======== INPUT

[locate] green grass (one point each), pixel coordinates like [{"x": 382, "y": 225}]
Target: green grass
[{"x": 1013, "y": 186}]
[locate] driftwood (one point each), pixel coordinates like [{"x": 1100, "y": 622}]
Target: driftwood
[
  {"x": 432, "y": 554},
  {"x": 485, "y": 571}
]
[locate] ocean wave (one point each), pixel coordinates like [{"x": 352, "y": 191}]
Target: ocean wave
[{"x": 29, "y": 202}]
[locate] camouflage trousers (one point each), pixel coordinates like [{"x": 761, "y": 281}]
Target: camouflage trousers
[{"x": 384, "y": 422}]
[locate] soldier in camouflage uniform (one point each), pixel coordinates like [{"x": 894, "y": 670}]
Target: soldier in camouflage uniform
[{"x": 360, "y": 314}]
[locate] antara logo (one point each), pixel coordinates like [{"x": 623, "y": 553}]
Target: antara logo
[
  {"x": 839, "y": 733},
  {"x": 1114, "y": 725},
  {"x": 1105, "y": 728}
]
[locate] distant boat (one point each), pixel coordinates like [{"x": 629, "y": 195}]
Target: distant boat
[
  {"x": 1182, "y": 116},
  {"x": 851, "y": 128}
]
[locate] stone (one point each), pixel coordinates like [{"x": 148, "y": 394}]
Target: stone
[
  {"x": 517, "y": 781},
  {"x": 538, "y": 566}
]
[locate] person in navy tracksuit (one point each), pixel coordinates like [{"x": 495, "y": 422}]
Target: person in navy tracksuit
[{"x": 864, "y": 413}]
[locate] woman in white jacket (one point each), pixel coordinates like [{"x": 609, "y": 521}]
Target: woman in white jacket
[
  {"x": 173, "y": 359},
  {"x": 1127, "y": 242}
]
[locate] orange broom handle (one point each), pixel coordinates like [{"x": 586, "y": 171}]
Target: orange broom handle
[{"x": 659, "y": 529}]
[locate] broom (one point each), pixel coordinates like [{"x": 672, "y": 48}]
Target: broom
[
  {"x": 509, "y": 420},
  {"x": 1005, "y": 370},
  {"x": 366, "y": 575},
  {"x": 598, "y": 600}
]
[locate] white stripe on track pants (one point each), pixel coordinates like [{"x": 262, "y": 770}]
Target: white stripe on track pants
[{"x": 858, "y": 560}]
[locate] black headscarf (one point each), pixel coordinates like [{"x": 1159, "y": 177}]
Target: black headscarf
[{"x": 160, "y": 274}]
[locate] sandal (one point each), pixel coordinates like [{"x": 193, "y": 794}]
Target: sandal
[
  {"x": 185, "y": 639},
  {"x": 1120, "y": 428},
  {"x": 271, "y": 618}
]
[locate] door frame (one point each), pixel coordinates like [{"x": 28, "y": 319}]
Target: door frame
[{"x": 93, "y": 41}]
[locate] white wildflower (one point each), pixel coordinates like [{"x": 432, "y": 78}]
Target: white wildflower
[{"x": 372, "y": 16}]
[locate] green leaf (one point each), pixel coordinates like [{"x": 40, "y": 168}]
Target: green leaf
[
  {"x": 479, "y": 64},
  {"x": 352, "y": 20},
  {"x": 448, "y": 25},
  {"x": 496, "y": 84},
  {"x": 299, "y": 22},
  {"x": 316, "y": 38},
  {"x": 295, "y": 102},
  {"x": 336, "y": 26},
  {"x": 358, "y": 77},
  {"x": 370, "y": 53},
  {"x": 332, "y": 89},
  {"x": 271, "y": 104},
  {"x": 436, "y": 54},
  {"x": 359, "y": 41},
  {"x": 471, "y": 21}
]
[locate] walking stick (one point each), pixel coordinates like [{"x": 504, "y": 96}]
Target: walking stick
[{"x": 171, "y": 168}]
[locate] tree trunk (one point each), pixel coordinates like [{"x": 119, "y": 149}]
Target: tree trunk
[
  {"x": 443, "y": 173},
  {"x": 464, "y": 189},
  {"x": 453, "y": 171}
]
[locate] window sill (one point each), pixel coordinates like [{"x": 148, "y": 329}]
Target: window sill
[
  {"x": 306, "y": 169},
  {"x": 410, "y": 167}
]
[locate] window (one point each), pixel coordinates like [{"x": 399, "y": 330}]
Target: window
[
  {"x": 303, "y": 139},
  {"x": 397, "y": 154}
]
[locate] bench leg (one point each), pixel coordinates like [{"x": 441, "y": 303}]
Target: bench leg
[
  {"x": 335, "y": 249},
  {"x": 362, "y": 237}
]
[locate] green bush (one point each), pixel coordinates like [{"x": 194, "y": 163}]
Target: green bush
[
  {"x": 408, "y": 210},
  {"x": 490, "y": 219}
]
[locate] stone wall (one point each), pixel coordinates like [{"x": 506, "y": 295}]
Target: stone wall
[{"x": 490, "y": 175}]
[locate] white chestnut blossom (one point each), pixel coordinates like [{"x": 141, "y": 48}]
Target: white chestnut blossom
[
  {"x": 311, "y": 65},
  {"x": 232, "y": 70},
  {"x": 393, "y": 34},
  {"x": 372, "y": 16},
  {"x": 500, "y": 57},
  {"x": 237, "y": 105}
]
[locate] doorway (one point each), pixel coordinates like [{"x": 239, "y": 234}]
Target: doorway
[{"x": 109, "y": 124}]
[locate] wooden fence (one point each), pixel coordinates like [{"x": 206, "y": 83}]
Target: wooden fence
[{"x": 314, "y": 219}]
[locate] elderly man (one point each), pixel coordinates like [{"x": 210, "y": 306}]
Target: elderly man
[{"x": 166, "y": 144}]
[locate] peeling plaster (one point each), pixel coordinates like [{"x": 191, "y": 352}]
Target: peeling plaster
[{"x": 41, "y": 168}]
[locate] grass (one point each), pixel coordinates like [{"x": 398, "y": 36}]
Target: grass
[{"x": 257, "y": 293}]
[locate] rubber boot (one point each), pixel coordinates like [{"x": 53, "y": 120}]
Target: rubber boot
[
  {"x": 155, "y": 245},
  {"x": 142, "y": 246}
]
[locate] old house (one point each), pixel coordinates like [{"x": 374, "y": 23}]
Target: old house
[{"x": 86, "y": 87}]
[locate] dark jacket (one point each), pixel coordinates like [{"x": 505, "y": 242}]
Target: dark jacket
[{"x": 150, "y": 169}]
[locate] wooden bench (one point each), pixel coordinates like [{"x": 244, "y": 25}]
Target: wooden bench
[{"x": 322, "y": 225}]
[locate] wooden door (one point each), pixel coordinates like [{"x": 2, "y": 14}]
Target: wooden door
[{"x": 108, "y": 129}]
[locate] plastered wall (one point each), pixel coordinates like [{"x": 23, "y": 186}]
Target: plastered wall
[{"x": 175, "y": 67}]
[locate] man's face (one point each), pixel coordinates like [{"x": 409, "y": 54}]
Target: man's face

================

WHAT TO PRODUCE » Copy every line of the items above without changing anything.

WRITTEN RESPONSE »
[locate] green grass (one point each), pixel coordinates like [{"x": 382, "y": 225}]
Target: green grass
[{"x": 1013, "y": 186}]
[locate] driftwood (one point each), pixel coordinates like [{"x": 1100, "y": 622}]
Target: driftwood
[
  {"x": 432, "y": 554},
  {"x": 485, "y": 571}
]
[locate] ocean wave (one point each), pixel coordinates like [{"x": 352, "y": 191}]
Target: ocean wave
[{"x": 29, "y": 202}]
[locate] camouflage trousers (one point each), pixel coordinates like [{"x": 761, "y": 281}]
Target: camouflage trousers
[{"x": 384, "y": 422}]
[locate] soldier in camouflage uniform (one point each), pixel coordinates like [{"x": 894, "y": 670}]
Target: soldier in camouflage uniform
[{"x": 360, "y": 314}]
[locate] antara logo (one point each), pixel coordinates like [{"x": 623, "y": 553}]
Target: antara logo
[
  {"x": 839, "y": 733},
  {"x": 1114, "y": 725},
  {"x": 1105, "y": 728}
]
[locate] distant boat (one point each), pixel coordinates like [{"x": 629, "y": 195}]
Target: distant boat
[
  {"x": 1182, "y": 116},
  {"x": 851, "y": 128}
]
[locate] stone (one point each), pixel coordinates like [{"x": 148, "y": 394}]
Target: stone
[
  {"x": 517, "y": 781},
  {"x": 538, "y": 566}
]
[locate] person in navy tracksuit (one point each), pixel coordinates like [{"x": 495, "y": 422}]
Target: person in navy tracksuit
[{"x": 864, "y": 413}]
[locate] woman in white jacket (one point each), pixel coordinates like [{"x": 609, "y": 521}]
Target: woman in white jacket
[
  {"x": 173, "y": 359},
  {"x": 1127, "y": 242}
]
[locate] orange broom handle (one point each), pixel coordinates like [{"x": 586, "y": 171}]
Target: orange broom handle
[{"x": 659, "y": 529}]
[locate] broom (one point each), pixel coordinates like [{"x": 672, "y": 48}]
Target: broom
[
  {"x": 509, "y": 420},
  {"x": 1005, "y": 370},
  {"x": 366, "y": 575},
  {"x": 598, "y": 600}
]
[locate] white stripe on track pants (one point each), pixel coordinates like [{"x": 262, "y": 770}]
Target: white stripe on track pants
[{"x": 858, "y": 560}]
[locate] black headscarf (one point each), pixel coordinates like [{"x": 1159, "y": 177}]
Target: black headscarf
[{"x": 160, "y": 274}]
[locate] sandal (one point each), pixel coordinates like [{"x": 193, "y": 794}]
Target: sandal
[
  {"x": 185, "y": 639},
  {"x": 1120, "y": 428},
  {"x": 271, "y": 618}
]
[locate] door frame (one point each), pixel coordinates like [{"x": 28, "y": 319}]
Target: door frame
[{"x": 93, "y": 41}]
[locate] white wildflower (one point each), pixel coordinates like [{"x": 432, "y": 78}]
Target: white wildflower
[{"x": 372, "y": 16}]
[locate] green leaf (one point each), pixel coordinates like [{"x": 40, "y": 168}]
Target: green leaf
[
  {"x": 479, "y": 64},
  {"x": 352, "y": 20},
  {"x": 448, "y": 25},
  {"x": 496, "y": 84},
  {"x": 299, "y": 22},
  {"x": 316, "y": 38},
  {"x": 295, "y": 102},
  {"x": 336, "y": 26},
  {"x": 358, "y": 77},
  {"x": 370, "y": 53},
  {"x": 332, "y": 89},
  {"x": 271, "y": 104},
  {"x": 436, "y": 54},
  {"x": 359, "y": 41},
  {"x": 471, "y": 21}
]
[locate] walking stick (one point each), pixel coordinates like [{"x": 504, "y": 96}]
Target: walking stick
[{"x": 171, "y": 168}]
[locate] tree trunk (one point each), pixel coordinates like [{"x": 119, "y": 149}]
Target: tree trunk
[
  {"x": 443, "y": 173},
  {"x": 464, "y": 189},
  {"x": 453, "y": 171}
]
[locate] window sill (one point each), pixel coordinates like [{"x": 148, "y": 329}]
Target: window sill
[
  {"x": 306, "y": 169},
  {"x": 410, "y": 167}
]
[locate] window (one point each), pixel coordinates like [{"x": 399, "y": 330}]
Target: window
[
  {"x": 303, "y": 139},
  {"x": 397, "y": 154}
]
[locate] bench leg (one point each), pixel coordinates like [{"x": 441, "y": 303}]
Target: bench leg
[
  {"x": 335, "y": 249},
  {"x": 362, "y": 237}
]
[locate] green bush (one point each), pixel coordinates like [{"x": 194, "y": 163}]
Target: green bush
[
  {"x": 408, "y": 210},
  {"x": 490, "y": 219}
]
[locate] stone wall (one point each), pixel coordinates like [{"x": 506, "y": 295}]
Target: stone wall
[{"x": 490, "y": 175}]
[locate] white chestnut blossom (one point each), pixel coordinates like [{"x": 141, "y": 48}]
Target: white chestnut blossom
[
  {"x": 311, "y": 65},
  {"x": 232, "y": 70},
  {"x": 393, "y": 34},
  {"x": 372, "y": 16},
  {"x": 500, "y": 57},
  {"x": 237, "y": 105}
]
[locate] doorway (one point each), pixel coordinates like [{"x": 239, "y": 234}]
Target: doorway
[{"x": 109, "y": 124}]
[locate] wooden fence (one point each), pixel coordinates like [{"x": 206, "y": 83}]
Target: wooden fence
[{"x": 314, "y": 219}]
[locate] elderly man (one point each), pixel coordinates like [{"x": 210, "y": 306}]
Target: elderly man
[{"x": 166, "y": 144}]
[locate] peeling plaster (one point each), pixel coordinates like [{"x": 191, "y": 352}]
Target: peeling plaster
[{"x": 41, "y": 168}]
[locate] grass (one point each), pixel coordinates like [{"x": 398, "y": 36}]
Target: grass
[{"x": 257, "y": 293}]
[locate] rubber boot (one point each), pixel coordinates like [{"x": 53, "y": 120}]
Target: rubber boot
[
  {"x": 155, "y": 245},
  {"x": 142, "y": 246}
]
[locate] old house (one point each), pixel coordinates like [{"x": 374, "y": 23}]
Target: old house
[{"x": 86, "y": 87}]
[locate] dark jacket (one point each), pixel coordinates like [{"x": 505, "y": 242}]
Target: dark jacket
[{"x": 150, "y": 169}]
[locate] wooden bench (one point each), pixel coordinates like [{"x": 244, "y": 25}]
Target: wooden bench
[{"x": 322, "y": 225}]
[locate] wooden door (one point each), pixel coordinates like [{"x": 2, "y": 14}]
Target: wooden door
[{"x": 108, "y": 129}]
[locate] plastered wall (one point each), pixel coordinates like [{"x": 23, "y": 186}]
Target: plastered wall
[{"x": 175, "y": 67}]
[locate] man's face (one point each), pixel coordinates like [{"x": 409, "y": 54}]
Target: man's face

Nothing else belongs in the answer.